Her application was refused, with the Secretary of State’s decision stating there were no exceptional circumstances this time.

She appealed to the First-tier Tribunal. The immigration judge noted that the appellant had had an independent life in the Philippines and that her family life was dependent on her daughter, son-in-law and grandchildren, whom she had previously seen while travelling back and forth between the UK and the Philippines for long holidays – making it unlikely her article 8 rights would be infringed if she were to return to the Philippines. He also noted the Secretary of State had rejected arguments advanced on the basis of the Immigration Rules but had allowed the appellant to stay as an exception to them because of her health circumstances. Her appeal was refused and so too was permission to appeal to the Upper-tier Tribunal.

The Upper Tribunal itself then refused her permission to appeal to it.

### MATERIAL
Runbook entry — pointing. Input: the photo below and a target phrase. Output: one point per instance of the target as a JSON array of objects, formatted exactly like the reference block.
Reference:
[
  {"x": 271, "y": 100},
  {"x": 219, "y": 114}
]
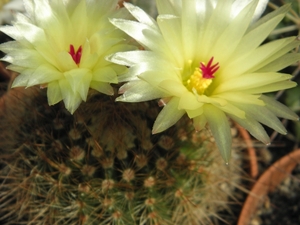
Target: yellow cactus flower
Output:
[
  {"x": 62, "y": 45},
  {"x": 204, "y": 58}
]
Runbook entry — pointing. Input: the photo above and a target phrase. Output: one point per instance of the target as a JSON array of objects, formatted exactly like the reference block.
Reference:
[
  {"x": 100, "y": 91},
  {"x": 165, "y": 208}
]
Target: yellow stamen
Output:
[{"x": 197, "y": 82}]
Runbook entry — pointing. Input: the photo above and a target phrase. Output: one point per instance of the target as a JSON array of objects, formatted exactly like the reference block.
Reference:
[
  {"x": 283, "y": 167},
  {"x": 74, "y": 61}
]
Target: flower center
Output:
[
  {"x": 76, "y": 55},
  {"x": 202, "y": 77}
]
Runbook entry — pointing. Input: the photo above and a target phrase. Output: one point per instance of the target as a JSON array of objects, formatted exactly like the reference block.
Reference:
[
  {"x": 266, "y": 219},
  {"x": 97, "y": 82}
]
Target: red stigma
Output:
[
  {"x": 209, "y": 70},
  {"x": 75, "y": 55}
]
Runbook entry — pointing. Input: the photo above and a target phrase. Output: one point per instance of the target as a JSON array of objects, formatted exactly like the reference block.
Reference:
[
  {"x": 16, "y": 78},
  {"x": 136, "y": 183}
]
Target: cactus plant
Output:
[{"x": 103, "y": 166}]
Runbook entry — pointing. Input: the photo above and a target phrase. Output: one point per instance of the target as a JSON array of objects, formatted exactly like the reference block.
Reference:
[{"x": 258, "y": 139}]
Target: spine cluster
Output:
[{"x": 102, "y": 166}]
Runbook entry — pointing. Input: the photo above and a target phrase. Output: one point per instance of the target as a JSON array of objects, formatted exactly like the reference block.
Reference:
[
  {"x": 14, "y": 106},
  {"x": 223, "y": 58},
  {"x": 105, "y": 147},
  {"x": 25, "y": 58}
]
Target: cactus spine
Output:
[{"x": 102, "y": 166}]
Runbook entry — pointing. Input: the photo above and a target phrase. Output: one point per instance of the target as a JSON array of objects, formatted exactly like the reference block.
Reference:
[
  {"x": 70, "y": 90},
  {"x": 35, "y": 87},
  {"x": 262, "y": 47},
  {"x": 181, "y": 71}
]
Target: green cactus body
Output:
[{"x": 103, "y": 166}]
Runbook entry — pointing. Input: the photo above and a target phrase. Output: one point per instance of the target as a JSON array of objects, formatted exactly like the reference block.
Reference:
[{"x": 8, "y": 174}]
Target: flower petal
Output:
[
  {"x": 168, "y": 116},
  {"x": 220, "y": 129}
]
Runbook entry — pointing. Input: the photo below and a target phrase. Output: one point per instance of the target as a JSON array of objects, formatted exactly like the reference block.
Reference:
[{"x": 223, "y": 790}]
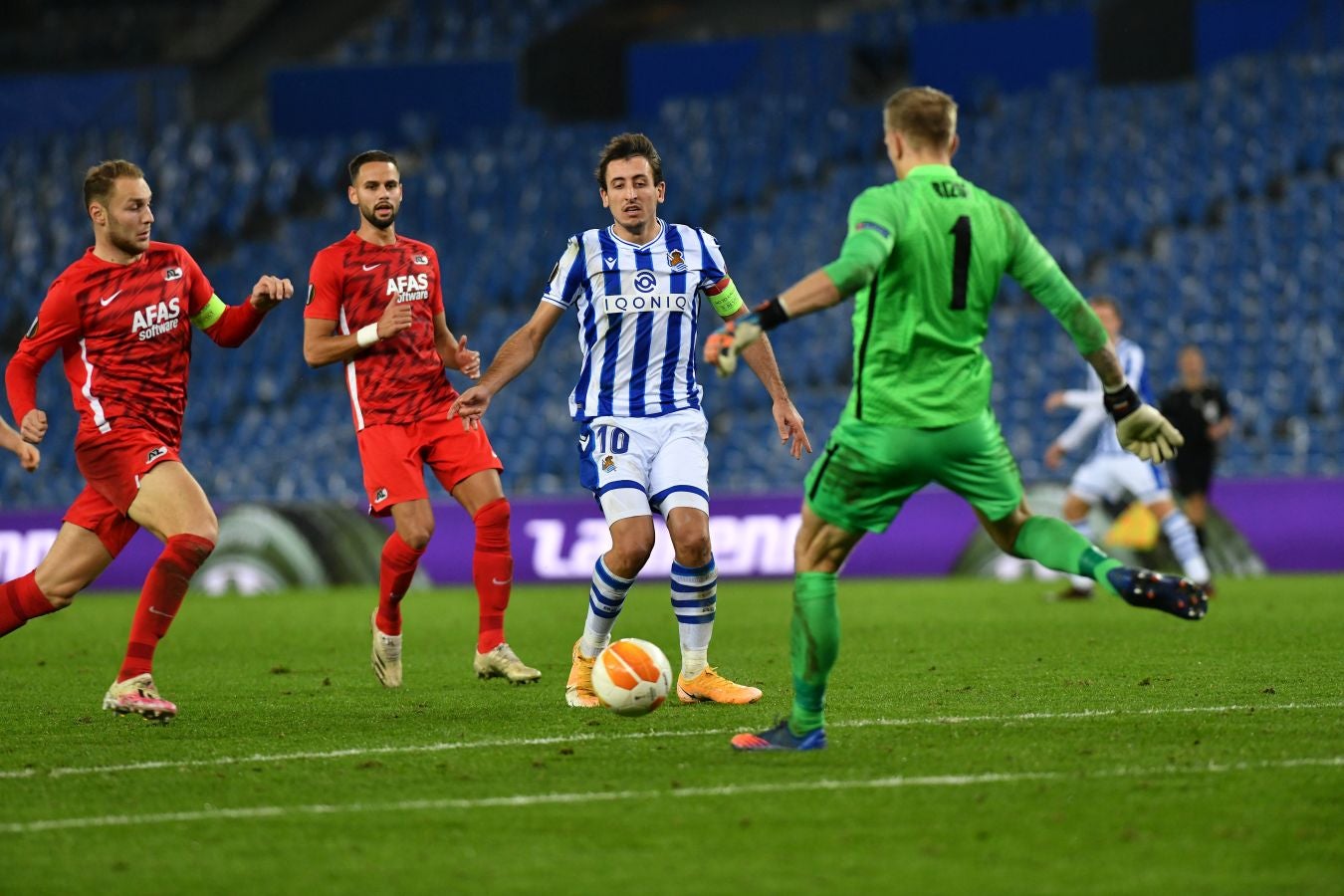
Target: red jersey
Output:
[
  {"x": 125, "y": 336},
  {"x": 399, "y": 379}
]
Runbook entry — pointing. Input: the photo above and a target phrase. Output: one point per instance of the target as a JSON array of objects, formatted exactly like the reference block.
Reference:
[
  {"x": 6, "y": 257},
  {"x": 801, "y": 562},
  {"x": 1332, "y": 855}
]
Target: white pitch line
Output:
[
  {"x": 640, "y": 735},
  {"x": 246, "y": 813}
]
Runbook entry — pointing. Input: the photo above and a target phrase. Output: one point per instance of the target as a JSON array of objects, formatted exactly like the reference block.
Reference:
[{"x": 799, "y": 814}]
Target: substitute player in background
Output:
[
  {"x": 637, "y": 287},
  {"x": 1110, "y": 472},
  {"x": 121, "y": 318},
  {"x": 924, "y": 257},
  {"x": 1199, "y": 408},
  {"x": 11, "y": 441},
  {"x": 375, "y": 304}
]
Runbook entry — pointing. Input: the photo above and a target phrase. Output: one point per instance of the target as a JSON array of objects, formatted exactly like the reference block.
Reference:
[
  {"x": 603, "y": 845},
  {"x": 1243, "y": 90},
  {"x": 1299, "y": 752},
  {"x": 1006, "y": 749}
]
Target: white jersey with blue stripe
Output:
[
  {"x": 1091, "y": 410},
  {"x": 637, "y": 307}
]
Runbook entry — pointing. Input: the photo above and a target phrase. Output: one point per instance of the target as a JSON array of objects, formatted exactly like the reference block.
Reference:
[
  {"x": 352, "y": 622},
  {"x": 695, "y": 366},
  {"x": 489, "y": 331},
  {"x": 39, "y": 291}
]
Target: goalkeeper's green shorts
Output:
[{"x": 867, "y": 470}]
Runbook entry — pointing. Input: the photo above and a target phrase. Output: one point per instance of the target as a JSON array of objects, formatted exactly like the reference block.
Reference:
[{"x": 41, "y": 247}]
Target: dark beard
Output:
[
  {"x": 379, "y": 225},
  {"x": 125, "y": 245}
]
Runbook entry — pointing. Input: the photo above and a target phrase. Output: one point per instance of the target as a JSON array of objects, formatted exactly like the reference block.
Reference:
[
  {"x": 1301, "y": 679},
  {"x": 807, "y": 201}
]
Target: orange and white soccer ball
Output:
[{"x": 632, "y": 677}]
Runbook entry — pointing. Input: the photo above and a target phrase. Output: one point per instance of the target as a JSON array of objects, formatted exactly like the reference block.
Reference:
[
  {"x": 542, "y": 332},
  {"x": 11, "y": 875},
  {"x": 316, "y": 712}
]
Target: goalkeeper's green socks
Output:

### WORK INSTRUCTIONS
In the passage on the immigration appeal above, which tribunal did she first appeal to after her application was refused?

### CORRECT OUTPUT
The First-tier Tribunal.